:: Aim of the exercise ::
Each line below should be restated word for word.

[Records drawn from a dataset]
■ ■ ■

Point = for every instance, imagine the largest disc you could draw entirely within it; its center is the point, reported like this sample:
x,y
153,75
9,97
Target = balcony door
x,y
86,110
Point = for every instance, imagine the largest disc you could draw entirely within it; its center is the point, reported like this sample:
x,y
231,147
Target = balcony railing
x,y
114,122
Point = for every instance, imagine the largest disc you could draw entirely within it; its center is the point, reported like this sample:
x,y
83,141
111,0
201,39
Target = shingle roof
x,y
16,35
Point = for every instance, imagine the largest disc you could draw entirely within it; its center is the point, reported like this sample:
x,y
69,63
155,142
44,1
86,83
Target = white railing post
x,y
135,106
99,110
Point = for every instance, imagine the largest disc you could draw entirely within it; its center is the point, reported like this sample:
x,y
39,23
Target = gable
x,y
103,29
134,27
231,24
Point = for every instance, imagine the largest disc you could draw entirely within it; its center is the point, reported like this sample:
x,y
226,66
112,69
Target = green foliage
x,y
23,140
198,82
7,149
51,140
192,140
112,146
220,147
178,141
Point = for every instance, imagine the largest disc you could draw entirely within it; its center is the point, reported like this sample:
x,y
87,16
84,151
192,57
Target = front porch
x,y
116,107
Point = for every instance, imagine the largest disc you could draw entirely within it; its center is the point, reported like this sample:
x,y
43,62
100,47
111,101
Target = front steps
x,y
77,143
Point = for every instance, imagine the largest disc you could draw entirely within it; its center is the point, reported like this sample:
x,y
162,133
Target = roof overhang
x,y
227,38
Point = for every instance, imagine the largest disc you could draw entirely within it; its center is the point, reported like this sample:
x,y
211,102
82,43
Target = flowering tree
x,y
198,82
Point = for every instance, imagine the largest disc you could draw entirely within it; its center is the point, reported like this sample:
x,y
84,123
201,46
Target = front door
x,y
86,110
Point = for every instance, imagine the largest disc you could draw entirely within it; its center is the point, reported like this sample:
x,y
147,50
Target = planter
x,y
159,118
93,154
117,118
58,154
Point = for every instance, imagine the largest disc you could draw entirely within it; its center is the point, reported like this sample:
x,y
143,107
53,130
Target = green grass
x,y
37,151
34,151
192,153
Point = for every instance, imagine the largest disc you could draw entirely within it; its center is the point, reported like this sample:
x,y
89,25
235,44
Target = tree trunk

■ ■ ■

:: The answer ::
Point = for every instance, imagine the largest disc you could draw entirely within it; its center is the point, reported like this sample:
x,y
153,75
9,97
Target = balcony door
x,y
86,110
Point = for every instance, imagine the largest disc you could draw entirely within it; its center is the point, reported like this sample:
x,y
231,147
Target = balcony railing
x,y
114,122
Point = for every instance, imagine the largest disc you could draw entirely within it; its center is the point, reported like this sample:
x,y
83,141
111,0
201,39
Target = shingle roof
x,y
16,35
Point = for every instance, imagine the largest disc you could draw entirely within it; its center is the point, reported like this sample:
x,y
69,63
155,142
44,1
86,83
Target = white railing post
x,y
135,106
99,110
Point = for every instance, imagine the largest disc you could draw entirely within it; its center is the point, reported like this sample:
x,y
39,23
Target = gable
x,y
103,29
134,27
231,24
Point = for every instance, imagine the largest disc you could draw entirely within it; its center is the point, reported like this sample:
x,y
226,66
112,69
Target = green foliage
x,y
23,140
198,82
7,149
51,140
192,140
112,146
220,147
178,141
Point = for every instance, imagine the largest disc you could draw entirely within it; its center is the point, reported like this sample:
x,y
87,16
84,151
192,57
Target = front porch
x,y
116,107
Point = for every instance, imagine the largest disc you could draw entirely within it; its center is the point, reported like this sample:
x,y
43,62
100,47
111,101
Target = front steps
x,y
77,143
Point = for every instance, imagine the largest disc you could draw entirely within it; its center is the point, reported like this sample:
x,y
162,133
Target = roof overhang
x,y
227,38
Point = for every instance, imagine the largest disc you could draw entirely within it; its center is the point, reported like this sample:
x,y
211,102
82,43
Target = flowering tree
x,y
198,82
Point = for every instance, imagine the largest disc you could draw entirely within it; its center is the point, reported like this sample:
x,y
84,123
201,46
Target = front door
x,y
86,110
Point = for every instance, imagine the largest disc you could draw entirely within it; its center is the point, reported like this sample:
x,y
147,50
Target = planter
x,y
159,118
93,154
117,118
58,154
Point = for every instance, imagine the largest disc you could draw entirely within it; its center is the point, reported like this sample:
x,y
143,107
53,130
Target = green grass
x,y
37,151
34,151
192,153
Point = for every instance, imagine the largest disc you could draw entirely within it; its center is the point, reported like this sample:
x,y
89,25
235,44
Target = tree trunk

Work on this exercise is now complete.